### Working data ###

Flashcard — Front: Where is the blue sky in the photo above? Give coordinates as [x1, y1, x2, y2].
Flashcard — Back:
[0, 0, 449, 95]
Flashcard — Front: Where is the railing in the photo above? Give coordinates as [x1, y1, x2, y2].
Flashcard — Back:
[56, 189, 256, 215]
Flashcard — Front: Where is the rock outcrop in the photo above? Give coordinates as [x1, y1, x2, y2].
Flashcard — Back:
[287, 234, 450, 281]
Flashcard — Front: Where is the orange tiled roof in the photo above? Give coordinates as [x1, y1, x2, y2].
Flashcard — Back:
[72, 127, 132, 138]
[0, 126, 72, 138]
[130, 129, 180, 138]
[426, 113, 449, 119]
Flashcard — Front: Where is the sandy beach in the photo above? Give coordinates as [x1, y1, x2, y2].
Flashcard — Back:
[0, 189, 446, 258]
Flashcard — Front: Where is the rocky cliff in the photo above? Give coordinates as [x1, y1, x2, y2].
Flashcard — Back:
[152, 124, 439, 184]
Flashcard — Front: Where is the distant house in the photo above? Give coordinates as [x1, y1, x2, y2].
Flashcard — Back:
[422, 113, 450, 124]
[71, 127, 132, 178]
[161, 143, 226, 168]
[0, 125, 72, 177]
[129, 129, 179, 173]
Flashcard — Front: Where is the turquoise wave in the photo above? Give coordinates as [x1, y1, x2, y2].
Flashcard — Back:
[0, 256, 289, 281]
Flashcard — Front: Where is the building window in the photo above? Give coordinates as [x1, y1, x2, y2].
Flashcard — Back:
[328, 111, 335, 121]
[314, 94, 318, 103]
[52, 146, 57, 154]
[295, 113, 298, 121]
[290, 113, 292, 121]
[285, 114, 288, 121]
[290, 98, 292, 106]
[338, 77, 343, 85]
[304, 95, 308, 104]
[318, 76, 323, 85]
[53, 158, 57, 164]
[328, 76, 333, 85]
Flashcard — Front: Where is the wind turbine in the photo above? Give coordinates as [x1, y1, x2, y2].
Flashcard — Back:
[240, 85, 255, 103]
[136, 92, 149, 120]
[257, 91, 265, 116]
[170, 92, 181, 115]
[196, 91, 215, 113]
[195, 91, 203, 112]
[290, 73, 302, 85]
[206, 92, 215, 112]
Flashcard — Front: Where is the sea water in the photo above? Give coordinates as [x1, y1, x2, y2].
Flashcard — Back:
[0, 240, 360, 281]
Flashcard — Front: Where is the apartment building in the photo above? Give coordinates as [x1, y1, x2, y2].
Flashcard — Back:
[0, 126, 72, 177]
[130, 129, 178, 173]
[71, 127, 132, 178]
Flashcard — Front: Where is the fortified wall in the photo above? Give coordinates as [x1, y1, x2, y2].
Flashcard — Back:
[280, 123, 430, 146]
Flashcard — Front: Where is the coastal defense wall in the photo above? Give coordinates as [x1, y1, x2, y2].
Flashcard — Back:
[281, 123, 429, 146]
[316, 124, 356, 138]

###

- _Try it_:
The full listing, retyped exactly, is the expected answer.

- _Exercise response_:
Flashcard — Front: Where is the blue sky in the photo above? Give coordinates as [x1, y1, x2, y2].
Flashcard — Back:
[0, 0, 449, 95]
Flashcard — Front: Where is the railing in the photo above? Give coordinates as [x1, y1, x2, y2].
Flashcard — Back:
[56, 189, 256, 215]
Flashcard — Front: Where is the rock outcrop in the photo above? Give coordinates as [x1, y1, x2, y2].
Flashcard — Back:
[287, 234, 450, 281]
Flashcard — Front: Where is the orange tiled roof in the photo above? Give coordinates as [x1, y1, x2, y2].
Flashcard — Back:
[72, 127, 132, 138]
[0, 126, 72, 138]
[130, 129, 180, 138]
[426, 113, 449, 119]
Flashcard — Front: Where is the sandy beach in the photo above? Give coordinates as [x1, y1, x2, y2].
Flashcard — Back:
[0, 189, 446, 258]
Flashcard — Front: Where is the rocky cliff in the photo above? Give coordinates as [x1, y1, x2, y2].
Flashcard — Back:
[152, 124, 439, 184]
Flashcard — Front: Where is the distant house in the photo above? Give coordinates as [x1, y1, x2, y2].
Flashcard — Back:
[422, 113, 450, 124]
[71, 127, 132, 178]
[161, 143, 226, 168]
[0, 125, 72, 177]
[129, 129, 179, 173]
Flashcard — Front: Where is the turquoise wave in the photo above? Give coordinates as [x1, y1, x2, y2].
Flashcard — Back:
[0, 256, 289, 281]
Flashcard — Front: Where is the building window in the photo above? Give coordinates as [x1, y1, x2, y2].
Flashcard — Back:
[328, 111, 335, 121]
[314, 94, 318, 103]
[52, 146, 57, 154]
[295, 113, 298, 121]
[290, 113, 292, 121]
[285, 114, 288, 121]
[290, 98, 292, 106]
[338, 77, 343, 85]
[304, 95, 308, 104]
[318, 76, 323, 85]
[53, 158, 57, 164]
[328, 76, 333, 85]
Flashcard — Front: Where is the wind turbine in the photo above? Give coordinates as [x1, y1, x2, y2].
Flashcard — Back:
[240, 85, 255, 103]
[136, 92, 149, 120]
[257, 91, 265, 116]
[170, 92, 181, 115]
[196, 91, 215, 113]
[195, 91, 203, 112]
[290, 73, 302, 85]
[206, 92, 215, 112]
Flashcard — Front: Where is the sea water in the photo above? Give coordinates as [x1, y1, x2, y2].
Flashcard — Back:
[0, 240, 360, 281]
Flashcard — Front: Where is the apartment building in the photo above? Give coordinates as [x1, y1, x2, y2].
Flashcard — Back:
[0, 126, 72, 177]
[130, 129, 178, 173]
[71, 127, 132, 178]
Flashcard — Front: Where is the fortified wall in the photo above? Give coordinates as [x1, y1, x2, y2].
Flashcard — Back:
[280, 123, 430, 146]
Flashcard — Front: Where is the coastal defense wall in the photo above? Give coordinates as [x1, y1, x2, y2].
Flashcard — Back:
[281, 123, 429, 146]
[316, 124, 356, 138]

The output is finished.